[Referring expression pointing data]
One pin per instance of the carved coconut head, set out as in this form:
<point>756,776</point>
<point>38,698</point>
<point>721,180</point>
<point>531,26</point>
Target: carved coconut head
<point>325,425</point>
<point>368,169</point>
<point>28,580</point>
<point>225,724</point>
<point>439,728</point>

■ **What is required**: What you return should be the lines from the start of the data through the line with "<point>531,26</point>", quoted exactly and nothing more.

■ **Exercise solution**:
One pin per instance of the carved coconut head, set out as in this form:
<point>756,776</point>
<point>38,698</point>
<point>721,180</point>
<point>531,26</point>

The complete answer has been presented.